[Labeled-object pointing entries]
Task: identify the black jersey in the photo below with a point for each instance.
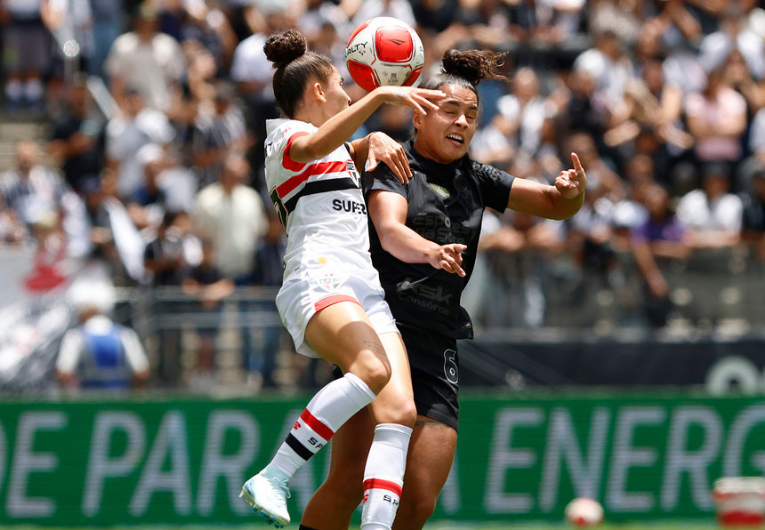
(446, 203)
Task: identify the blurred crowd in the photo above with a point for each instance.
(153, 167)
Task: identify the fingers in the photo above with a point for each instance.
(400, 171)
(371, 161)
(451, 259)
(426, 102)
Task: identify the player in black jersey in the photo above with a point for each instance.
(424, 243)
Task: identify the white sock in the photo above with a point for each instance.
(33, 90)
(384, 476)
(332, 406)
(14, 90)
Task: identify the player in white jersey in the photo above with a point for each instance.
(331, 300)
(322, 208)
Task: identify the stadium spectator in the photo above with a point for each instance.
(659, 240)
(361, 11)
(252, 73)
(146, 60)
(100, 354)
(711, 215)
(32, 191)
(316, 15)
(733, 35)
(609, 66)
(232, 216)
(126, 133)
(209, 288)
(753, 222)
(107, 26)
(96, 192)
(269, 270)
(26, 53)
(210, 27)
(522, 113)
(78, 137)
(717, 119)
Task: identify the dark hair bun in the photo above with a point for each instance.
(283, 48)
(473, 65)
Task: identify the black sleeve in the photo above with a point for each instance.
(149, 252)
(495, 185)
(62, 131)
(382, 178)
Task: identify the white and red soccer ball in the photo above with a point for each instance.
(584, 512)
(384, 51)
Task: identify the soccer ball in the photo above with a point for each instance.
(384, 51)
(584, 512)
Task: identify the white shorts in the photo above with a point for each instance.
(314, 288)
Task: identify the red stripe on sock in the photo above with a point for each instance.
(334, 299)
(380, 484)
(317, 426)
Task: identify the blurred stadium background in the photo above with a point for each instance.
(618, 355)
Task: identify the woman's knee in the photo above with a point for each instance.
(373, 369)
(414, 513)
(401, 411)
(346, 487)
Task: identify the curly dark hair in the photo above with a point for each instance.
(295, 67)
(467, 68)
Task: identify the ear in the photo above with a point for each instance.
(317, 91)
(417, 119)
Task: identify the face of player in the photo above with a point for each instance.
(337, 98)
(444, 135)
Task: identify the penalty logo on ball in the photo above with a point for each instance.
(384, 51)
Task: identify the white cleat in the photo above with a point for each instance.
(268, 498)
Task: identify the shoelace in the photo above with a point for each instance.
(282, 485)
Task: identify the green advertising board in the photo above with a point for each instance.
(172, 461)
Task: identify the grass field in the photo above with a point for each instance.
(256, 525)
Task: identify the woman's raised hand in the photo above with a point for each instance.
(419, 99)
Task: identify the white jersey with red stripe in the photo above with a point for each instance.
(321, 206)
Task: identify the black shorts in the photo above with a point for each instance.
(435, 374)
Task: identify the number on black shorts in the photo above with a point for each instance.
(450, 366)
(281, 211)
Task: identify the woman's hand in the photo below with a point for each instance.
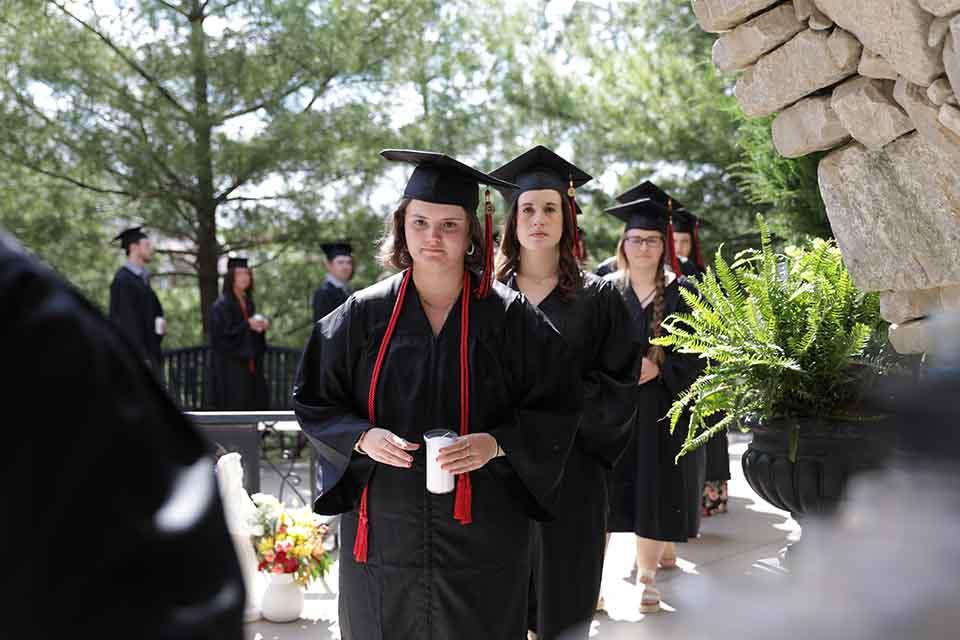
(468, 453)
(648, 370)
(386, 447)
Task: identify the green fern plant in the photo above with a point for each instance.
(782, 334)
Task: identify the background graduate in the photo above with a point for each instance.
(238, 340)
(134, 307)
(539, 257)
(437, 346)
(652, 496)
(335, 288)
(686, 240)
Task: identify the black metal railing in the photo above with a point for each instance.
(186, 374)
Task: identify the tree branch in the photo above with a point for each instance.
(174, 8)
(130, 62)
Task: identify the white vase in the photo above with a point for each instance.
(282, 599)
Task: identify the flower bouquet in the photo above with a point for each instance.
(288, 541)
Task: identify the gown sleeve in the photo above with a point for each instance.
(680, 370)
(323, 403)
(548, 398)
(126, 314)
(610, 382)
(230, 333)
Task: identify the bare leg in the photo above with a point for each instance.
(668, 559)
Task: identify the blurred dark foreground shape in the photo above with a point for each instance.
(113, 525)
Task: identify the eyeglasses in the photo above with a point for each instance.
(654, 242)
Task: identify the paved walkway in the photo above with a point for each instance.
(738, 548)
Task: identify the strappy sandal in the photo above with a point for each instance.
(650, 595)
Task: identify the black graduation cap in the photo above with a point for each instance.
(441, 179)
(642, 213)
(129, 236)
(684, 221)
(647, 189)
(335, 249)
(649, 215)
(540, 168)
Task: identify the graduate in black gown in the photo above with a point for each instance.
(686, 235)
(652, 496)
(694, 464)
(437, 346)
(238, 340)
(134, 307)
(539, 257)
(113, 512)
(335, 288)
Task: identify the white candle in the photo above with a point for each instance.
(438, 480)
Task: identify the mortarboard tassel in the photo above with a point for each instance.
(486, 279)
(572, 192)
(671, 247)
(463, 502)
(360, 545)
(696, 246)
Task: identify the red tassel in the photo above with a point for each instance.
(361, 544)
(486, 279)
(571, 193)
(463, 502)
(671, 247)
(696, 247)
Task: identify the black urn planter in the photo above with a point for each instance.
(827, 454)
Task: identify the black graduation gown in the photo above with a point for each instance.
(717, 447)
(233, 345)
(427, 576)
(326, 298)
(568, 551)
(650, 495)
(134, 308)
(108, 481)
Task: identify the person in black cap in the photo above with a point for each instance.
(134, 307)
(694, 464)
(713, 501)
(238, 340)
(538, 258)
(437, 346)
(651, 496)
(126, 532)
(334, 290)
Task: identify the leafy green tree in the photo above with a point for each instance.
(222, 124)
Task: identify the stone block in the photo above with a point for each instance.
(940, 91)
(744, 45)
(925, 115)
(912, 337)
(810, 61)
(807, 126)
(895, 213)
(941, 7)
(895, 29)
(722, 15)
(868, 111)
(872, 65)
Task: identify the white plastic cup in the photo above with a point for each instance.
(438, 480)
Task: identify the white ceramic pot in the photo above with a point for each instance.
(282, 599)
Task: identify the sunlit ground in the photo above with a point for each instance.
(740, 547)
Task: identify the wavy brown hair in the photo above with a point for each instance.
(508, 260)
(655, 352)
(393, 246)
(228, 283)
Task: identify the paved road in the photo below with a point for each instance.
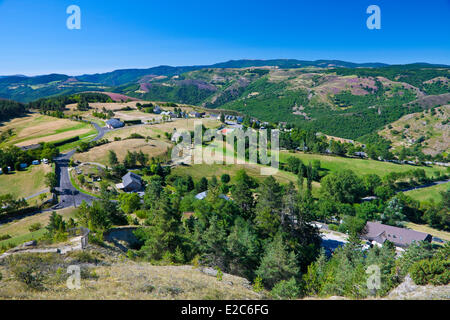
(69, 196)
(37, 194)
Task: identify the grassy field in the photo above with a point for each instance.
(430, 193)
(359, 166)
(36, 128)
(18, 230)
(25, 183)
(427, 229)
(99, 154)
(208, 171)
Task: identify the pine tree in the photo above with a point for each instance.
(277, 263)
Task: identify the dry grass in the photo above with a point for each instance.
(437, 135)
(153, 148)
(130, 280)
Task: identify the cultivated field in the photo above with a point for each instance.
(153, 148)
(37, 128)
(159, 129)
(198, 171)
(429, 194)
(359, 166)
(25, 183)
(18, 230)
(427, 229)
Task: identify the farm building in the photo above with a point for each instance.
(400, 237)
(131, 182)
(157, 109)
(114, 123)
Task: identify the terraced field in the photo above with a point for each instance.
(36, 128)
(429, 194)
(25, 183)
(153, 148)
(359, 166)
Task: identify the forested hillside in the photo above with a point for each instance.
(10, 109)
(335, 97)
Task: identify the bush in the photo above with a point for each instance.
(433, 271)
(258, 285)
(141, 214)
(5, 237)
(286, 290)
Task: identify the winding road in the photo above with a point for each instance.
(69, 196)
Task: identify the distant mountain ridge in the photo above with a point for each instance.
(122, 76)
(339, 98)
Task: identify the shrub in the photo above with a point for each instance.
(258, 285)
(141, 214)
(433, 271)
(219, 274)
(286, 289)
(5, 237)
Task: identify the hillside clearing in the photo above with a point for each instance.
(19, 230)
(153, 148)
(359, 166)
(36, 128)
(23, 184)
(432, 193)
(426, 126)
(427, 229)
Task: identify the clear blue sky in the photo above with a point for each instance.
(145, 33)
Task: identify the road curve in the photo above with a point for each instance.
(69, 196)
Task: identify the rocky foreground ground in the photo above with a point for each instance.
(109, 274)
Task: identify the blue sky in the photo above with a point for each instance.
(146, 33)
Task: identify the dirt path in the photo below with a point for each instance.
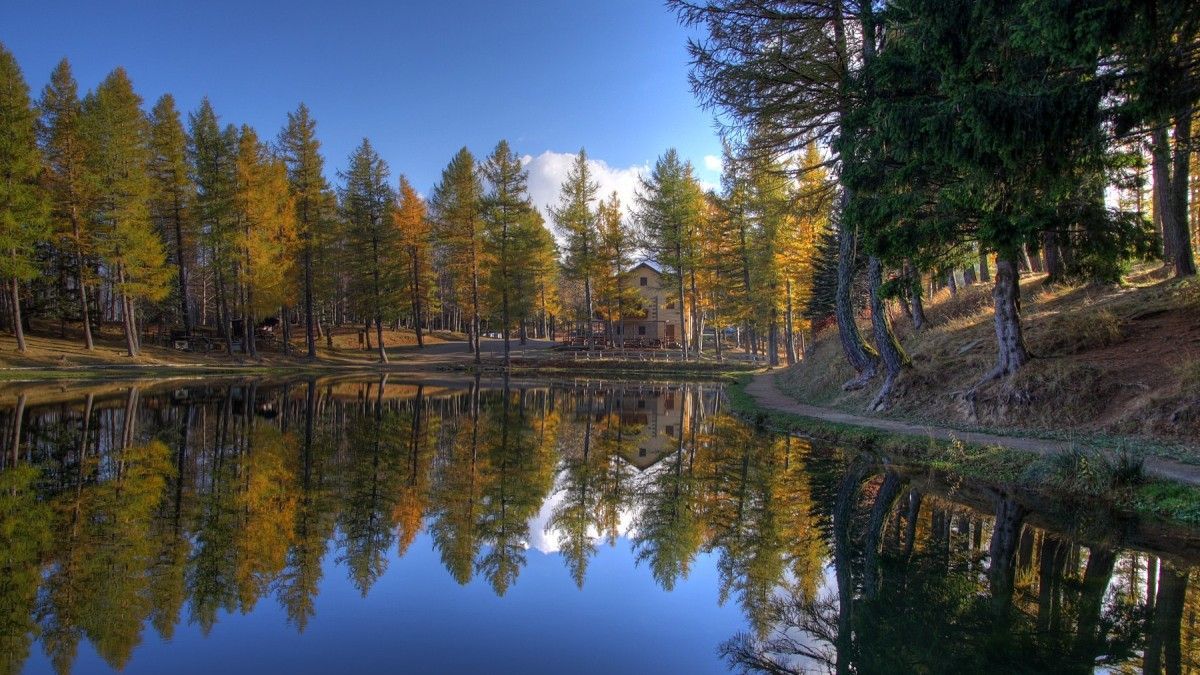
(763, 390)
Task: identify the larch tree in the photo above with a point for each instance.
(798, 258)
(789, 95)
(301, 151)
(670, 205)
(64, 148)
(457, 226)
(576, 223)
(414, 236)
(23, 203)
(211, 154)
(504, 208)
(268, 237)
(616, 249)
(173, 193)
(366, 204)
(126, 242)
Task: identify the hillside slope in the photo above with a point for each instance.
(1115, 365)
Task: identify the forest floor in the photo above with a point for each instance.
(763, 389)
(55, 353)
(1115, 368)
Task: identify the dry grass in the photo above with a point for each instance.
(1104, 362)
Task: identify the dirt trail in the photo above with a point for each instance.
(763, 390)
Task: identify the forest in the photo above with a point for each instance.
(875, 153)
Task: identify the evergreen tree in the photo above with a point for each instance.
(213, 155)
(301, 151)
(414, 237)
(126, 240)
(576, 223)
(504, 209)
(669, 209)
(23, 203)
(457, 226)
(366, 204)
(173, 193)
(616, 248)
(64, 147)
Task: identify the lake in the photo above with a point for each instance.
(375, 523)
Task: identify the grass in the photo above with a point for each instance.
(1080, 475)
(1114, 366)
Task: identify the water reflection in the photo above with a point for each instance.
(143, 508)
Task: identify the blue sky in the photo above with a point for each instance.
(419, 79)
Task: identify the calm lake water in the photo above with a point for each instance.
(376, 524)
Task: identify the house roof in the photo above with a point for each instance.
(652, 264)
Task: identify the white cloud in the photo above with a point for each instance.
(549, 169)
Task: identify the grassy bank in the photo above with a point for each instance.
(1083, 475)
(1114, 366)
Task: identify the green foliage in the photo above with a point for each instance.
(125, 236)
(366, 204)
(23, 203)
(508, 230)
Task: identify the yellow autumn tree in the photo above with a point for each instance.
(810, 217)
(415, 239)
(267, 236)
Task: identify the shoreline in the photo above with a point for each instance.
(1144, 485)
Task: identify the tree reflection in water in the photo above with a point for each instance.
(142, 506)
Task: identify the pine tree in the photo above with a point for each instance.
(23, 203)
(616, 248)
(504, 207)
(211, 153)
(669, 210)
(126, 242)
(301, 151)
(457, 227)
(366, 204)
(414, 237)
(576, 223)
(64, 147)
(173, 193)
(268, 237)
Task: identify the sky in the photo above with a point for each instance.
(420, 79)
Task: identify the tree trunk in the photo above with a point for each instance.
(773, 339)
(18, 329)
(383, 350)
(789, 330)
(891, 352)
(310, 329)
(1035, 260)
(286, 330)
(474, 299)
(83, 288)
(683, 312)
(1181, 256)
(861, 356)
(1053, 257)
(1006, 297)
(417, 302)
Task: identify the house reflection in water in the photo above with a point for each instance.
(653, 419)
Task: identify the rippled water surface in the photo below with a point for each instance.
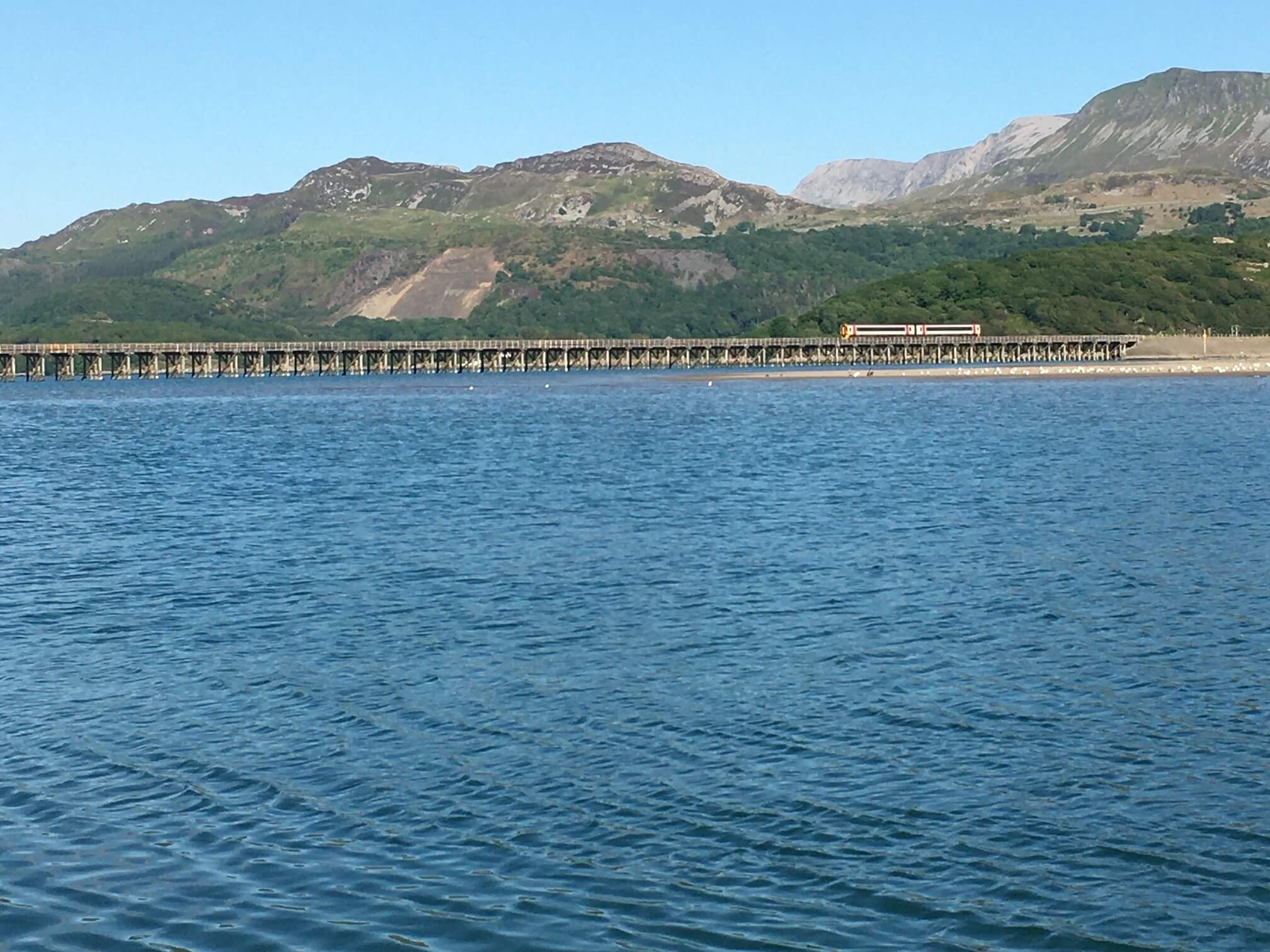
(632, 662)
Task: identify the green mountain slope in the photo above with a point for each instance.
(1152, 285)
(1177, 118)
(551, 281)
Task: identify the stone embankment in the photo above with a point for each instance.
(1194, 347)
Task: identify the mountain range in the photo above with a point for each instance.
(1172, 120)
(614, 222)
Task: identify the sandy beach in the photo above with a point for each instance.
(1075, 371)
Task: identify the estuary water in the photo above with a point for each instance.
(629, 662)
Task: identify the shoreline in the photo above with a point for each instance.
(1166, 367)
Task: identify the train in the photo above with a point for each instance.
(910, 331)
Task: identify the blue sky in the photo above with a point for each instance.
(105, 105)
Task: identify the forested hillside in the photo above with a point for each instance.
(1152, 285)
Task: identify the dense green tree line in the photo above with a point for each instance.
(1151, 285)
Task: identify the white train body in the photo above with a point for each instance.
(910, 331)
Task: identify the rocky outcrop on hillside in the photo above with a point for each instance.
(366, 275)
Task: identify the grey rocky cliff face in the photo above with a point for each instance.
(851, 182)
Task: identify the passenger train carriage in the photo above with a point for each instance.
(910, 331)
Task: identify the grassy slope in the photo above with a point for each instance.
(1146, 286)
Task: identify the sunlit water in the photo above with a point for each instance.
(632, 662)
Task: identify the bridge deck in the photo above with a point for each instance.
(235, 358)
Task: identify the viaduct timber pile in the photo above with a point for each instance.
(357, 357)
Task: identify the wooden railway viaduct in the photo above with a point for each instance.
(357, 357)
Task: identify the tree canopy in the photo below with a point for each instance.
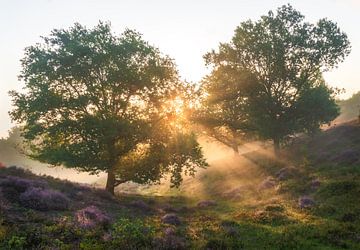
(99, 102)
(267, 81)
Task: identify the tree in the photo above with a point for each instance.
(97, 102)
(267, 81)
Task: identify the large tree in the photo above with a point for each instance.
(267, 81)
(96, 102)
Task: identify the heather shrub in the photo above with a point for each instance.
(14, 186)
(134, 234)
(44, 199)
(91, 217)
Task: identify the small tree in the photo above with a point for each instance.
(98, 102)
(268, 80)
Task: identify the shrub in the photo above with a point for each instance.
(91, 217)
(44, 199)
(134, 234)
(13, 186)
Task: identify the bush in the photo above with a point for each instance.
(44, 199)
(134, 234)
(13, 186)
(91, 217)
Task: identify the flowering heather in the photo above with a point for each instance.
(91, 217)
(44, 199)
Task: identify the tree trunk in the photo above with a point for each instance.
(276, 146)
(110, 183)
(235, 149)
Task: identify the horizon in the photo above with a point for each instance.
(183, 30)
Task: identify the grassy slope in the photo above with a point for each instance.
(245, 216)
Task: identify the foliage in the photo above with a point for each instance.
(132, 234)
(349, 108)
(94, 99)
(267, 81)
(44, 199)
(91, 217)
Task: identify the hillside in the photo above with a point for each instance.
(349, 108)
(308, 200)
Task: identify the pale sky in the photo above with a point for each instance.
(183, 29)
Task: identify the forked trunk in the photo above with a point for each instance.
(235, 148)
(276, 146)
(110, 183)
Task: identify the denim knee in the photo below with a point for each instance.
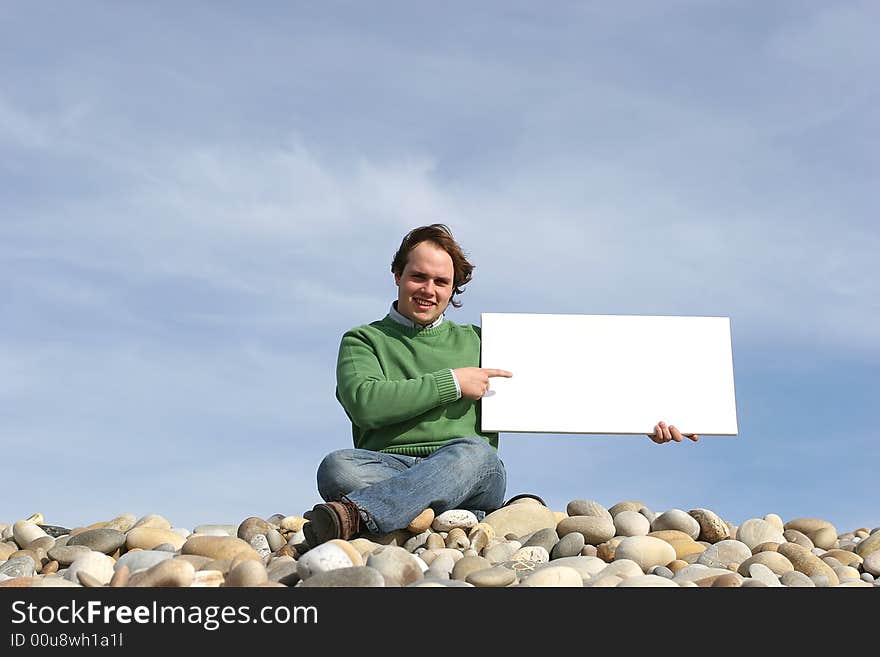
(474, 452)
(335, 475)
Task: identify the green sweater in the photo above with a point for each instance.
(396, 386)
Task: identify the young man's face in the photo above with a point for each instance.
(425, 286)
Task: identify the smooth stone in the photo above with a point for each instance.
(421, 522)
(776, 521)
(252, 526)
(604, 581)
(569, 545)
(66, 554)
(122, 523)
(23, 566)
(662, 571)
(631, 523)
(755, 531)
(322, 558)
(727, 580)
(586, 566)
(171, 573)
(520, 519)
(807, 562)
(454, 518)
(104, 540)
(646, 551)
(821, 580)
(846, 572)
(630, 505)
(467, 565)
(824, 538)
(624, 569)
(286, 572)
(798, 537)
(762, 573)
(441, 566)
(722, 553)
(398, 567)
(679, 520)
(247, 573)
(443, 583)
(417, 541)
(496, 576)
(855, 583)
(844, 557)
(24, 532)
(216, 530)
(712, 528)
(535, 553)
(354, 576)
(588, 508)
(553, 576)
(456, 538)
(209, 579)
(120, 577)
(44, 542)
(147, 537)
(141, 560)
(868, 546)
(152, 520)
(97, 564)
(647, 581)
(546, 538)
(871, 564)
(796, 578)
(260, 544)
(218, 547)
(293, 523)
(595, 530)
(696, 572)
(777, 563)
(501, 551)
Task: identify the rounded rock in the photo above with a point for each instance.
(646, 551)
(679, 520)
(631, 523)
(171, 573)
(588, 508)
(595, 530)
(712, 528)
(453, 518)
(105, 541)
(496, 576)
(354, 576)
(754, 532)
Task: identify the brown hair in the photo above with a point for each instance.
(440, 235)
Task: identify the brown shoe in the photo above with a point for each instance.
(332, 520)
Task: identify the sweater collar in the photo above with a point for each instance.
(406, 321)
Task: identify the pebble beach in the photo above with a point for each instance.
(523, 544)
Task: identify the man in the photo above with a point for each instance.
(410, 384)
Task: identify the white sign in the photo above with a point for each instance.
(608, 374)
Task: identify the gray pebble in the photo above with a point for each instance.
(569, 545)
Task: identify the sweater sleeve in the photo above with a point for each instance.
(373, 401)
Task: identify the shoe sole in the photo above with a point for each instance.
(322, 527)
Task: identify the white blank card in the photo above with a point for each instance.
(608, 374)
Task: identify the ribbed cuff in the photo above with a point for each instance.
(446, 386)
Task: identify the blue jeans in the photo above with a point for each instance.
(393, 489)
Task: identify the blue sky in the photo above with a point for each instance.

## [Exercise prompt]
Set down, unchanged, the line that contains "Task: identify the rounded" together with every later line in the records, through the last one.

## [Solved problem]
Task: identify the rounded rock in the photo above with a point for each instance.
(646, 551)
(679, 520)
(631, 523)
(171, 573)
(588, 508)
(595, 530)
(712, 528)
(453, 518)
(105, 541)
(496, 576)
(354, 576)
(754, 532)
Task: identify the brown hair in the photo above with a point for each instance.
(440, 235)
Task: identify the brown shoe in the photo above with a point for each instance.
(332, 520)
Task: identify the sweater collar in the photo above with a point for each instance.
(406, 321)
Task: identify the pebble beach in the photo above with a point for each instance.
(523, 544)
Task: identify the man in the photo above with a point for each instance.
(410, 384)
Task: identify the white sign in the photo above with a point for each instance.
(608, 374)
Task: identify the gray pebble in the photo above with a point for each instance.
(569, 545)
Task: identify the sweater sleeve in the photo above with a point for each instance.
(373, 401)
Task: identify the shoe sole in the photo above with a point for each instance.
(322, 527)
Task: identify the white blank card in the photo above with a point for each instance.
(608, 374)
Task: identify the ribbed cuff in the photo above with a point for each instance.
(446, 386)
Task: identify the blue jeans in the photo above with a point for each instance.
(393, 489)
Task: identify the blue sky in the photo above with a point for each instance.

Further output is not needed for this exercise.